**Task to carry out**
State how many lines of the data below contain the word "pole". Give only the number.

Excerpts from a location annotation dataset
----------------
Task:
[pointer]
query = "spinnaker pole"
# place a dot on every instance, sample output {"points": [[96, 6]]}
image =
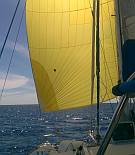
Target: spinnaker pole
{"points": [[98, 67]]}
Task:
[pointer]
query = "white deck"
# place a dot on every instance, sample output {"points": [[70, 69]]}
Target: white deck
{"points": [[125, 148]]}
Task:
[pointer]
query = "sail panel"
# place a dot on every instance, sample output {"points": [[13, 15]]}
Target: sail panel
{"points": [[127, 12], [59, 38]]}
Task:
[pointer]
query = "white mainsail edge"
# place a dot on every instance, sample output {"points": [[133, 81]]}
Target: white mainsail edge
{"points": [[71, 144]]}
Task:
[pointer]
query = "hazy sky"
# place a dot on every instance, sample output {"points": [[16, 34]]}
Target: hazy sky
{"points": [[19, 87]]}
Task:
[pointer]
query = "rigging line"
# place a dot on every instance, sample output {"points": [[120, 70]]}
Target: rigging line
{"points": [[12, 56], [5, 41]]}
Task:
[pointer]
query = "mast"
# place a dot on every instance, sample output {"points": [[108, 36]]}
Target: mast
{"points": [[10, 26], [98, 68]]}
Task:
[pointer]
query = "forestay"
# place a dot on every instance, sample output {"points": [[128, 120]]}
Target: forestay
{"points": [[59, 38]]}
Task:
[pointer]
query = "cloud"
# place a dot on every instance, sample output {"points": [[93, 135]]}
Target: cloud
----------------
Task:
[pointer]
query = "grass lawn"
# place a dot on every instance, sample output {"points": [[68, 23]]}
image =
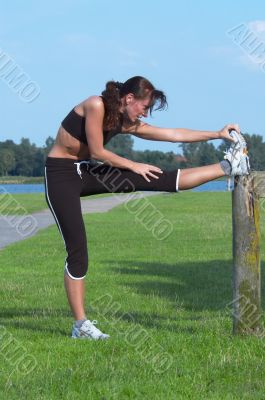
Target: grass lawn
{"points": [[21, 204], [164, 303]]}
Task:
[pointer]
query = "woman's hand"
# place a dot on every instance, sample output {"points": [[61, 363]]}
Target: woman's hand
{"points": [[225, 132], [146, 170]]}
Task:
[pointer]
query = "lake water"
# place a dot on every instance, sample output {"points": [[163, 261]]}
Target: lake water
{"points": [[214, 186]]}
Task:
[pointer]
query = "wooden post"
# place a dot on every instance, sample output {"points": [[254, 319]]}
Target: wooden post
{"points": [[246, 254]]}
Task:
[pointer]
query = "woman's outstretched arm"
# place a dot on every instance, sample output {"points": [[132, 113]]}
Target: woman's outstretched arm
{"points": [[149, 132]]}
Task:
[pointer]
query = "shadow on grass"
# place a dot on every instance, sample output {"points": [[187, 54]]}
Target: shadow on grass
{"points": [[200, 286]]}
----------------
**Answer for this exercise**
2